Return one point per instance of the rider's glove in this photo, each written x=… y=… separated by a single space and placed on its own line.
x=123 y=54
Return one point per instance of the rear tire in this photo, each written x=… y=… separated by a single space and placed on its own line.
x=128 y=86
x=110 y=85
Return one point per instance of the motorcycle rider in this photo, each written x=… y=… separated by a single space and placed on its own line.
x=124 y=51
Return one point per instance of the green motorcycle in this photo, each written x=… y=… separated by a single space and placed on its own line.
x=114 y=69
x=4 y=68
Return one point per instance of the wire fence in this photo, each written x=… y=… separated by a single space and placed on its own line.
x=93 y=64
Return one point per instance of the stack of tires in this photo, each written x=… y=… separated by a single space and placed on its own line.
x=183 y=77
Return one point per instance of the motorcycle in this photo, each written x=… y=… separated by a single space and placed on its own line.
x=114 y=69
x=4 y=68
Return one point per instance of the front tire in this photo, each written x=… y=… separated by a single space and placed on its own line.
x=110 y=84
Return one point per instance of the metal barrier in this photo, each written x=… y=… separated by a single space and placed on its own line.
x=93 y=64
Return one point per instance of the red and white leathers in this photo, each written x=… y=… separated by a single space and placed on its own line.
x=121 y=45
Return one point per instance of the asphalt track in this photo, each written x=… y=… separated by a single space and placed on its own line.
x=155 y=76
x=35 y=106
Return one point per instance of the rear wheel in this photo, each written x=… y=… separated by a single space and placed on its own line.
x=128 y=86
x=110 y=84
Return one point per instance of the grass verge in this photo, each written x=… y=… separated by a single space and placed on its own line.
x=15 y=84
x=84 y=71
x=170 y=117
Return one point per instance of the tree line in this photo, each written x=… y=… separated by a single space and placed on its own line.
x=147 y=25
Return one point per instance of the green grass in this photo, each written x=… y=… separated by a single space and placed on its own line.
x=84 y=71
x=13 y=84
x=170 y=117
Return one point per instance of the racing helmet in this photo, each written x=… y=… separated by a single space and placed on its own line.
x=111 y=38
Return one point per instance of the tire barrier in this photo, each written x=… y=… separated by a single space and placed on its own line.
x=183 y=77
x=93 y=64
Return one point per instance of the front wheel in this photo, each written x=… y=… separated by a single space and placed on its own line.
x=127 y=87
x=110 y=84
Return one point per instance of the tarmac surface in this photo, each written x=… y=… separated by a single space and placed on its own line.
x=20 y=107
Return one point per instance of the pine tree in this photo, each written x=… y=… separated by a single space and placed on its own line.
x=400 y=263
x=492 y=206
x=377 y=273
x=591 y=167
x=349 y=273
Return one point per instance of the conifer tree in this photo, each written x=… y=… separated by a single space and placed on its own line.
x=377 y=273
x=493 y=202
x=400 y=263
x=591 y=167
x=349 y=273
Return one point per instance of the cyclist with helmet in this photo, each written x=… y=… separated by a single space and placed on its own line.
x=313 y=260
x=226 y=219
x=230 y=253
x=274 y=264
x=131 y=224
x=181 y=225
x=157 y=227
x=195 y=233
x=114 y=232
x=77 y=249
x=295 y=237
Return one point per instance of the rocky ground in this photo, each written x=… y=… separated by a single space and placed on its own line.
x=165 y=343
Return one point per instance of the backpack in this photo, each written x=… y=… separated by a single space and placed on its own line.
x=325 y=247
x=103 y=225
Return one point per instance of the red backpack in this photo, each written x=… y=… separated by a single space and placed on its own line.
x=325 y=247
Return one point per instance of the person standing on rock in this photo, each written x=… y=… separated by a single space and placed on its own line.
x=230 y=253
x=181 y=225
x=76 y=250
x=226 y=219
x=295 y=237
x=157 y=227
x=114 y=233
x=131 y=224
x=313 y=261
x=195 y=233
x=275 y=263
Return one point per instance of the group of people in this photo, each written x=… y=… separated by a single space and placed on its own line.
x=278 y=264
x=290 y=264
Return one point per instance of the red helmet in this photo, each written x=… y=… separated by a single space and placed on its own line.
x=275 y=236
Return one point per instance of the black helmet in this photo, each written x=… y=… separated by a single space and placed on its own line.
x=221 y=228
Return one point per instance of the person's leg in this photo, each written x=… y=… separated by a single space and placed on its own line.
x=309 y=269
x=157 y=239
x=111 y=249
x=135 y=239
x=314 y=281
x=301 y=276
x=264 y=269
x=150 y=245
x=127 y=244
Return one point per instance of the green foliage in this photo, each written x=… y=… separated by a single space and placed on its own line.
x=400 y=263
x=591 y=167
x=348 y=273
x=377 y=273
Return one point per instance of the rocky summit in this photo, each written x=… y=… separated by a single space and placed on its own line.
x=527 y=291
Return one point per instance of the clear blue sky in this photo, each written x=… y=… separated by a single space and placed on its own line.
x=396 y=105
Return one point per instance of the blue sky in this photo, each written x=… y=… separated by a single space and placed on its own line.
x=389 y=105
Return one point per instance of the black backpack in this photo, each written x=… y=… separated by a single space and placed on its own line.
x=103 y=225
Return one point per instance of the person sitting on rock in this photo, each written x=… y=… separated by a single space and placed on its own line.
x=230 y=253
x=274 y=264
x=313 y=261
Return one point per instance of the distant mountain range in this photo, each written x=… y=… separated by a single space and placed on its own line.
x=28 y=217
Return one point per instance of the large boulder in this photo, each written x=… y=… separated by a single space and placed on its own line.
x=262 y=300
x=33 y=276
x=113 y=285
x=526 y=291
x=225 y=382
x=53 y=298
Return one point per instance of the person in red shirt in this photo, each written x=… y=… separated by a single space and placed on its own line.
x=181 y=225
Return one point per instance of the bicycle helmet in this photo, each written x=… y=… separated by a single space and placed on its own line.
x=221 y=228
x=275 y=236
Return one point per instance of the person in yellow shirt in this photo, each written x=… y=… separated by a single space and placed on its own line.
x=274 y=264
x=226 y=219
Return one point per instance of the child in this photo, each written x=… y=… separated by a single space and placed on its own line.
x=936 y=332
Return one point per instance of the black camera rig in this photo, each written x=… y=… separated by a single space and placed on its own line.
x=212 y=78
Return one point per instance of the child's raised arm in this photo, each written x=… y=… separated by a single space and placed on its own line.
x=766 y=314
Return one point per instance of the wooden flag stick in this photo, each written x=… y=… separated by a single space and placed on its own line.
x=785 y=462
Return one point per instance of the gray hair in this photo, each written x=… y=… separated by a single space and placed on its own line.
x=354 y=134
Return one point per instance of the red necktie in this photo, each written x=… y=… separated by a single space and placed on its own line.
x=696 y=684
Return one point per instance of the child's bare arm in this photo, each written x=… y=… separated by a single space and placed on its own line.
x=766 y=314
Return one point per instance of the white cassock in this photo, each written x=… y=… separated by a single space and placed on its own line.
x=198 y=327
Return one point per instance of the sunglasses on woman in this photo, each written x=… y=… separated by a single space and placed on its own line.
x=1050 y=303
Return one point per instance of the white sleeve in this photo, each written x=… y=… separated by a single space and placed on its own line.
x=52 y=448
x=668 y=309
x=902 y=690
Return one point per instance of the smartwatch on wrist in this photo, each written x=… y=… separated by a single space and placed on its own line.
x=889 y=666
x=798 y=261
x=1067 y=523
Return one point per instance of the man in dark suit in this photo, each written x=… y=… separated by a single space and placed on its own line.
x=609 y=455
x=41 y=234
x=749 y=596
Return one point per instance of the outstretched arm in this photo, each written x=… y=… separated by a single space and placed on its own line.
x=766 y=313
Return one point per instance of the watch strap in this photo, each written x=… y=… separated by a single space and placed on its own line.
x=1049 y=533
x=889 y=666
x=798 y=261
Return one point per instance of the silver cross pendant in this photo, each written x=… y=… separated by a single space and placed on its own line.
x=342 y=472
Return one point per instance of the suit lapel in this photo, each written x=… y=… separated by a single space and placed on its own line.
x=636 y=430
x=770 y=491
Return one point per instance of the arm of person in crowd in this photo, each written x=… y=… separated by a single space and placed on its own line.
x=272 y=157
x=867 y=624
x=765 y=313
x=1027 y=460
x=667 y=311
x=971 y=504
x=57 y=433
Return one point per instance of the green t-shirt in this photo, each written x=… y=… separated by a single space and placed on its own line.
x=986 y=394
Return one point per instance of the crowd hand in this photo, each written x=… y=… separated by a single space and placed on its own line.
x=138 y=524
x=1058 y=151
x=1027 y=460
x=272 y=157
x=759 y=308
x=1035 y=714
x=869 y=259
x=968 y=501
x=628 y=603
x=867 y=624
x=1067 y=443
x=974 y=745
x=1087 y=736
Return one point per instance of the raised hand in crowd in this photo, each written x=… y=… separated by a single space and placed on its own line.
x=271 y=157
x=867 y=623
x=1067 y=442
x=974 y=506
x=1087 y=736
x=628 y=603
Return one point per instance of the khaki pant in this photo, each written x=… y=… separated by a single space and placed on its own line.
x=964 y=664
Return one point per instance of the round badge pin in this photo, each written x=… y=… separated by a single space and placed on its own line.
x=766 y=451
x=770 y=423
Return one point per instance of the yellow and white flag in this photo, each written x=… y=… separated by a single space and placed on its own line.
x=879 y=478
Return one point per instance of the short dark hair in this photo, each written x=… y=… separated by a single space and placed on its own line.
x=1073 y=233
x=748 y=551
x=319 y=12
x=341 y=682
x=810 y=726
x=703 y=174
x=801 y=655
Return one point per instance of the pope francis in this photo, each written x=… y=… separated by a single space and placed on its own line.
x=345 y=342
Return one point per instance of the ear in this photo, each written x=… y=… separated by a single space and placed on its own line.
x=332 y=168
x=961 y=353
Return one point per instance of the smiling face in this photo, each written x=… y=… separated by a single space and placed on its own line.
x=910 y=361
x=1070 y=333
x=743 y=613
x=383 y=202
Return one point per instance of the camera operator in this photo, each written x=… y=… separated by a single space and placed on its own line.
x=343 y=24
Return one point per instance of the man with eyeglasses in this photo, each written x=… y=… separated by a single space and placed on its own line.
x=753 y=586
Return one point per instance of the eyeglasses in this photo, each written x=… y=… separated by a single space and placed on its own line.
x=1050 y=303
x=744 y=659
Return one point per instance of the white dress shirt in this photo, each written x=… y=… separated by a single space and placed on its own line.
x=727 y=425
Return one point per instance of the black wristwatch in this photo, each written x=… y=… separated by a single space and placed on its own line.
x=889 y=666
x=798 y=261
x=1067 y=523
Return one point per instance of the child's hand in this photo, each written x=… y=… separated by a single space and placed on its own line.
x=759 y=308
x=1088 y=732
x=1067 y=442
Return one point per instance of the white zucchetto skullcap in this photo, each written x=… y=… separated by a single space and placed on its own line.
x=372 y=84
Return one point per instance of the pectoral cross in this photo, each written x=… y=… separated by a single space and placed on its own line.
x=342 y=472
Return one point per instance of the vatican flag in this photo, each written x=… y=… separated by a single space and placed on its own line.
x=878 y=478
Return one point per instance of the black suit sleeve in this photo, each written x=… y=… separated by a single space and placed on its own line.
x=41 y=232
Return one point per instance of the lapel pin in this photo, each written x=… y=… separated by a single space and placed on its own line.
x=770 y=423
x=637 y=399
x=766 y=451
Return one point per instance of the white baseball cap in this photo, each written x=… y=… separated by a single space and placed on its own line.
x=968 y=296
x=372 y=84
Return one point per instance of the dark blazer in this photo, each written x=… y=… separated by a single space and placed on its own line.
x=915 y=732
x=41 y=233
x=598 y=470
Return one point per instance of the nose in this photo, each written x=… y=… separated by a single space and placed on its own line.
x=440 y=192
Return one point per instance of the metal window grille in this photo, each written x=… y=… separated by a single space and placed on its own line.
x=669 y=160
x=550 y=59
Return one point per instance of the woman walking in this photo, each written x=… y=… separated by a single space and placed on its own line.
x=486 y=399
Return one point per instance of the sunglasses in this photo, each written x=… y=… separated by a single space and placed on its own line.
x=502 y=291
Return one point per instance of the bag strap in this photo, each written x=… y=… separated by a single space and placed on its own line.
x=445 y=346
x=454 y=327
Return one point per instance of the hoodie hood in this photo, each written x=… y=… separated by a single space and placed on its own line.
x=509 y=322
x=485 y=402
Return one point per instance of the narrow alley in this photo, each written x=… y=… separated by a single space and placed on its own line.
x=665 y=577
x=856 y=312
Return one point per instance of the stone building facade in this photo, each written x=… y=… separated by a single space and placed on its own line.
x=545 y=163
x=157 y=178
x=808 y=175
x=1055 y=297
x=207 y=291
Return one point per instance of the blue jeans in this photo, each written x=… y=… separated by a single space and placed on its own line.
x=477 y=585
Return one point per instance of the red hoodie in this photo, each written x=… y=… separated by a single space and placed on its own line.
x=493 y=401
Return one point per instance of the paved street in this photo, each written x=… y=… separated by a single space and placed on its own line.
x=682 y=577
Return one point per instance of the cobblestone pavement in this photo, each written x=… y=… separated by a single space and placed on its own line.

» **Challenge**:
Rewrite the stretch of the listing from the line containing "Return one point per instance of the person standing" through the line containing "x=275 y=263", swapping "rock" for "boulder" and leaving everything else untouched.

» **The result**:
Return one point per instance of the person standing on boulder in this photo, each written x=… y=… separated by a single space and placed on its own line.
x=230 y=253
x=181 y=225
x=76 y=250
x=226 y=219
x=295 y=237
x=157 y=227
x=114 y=233
x=131 y=224
x=313 y=261
x=195 y=233
x=275 y=263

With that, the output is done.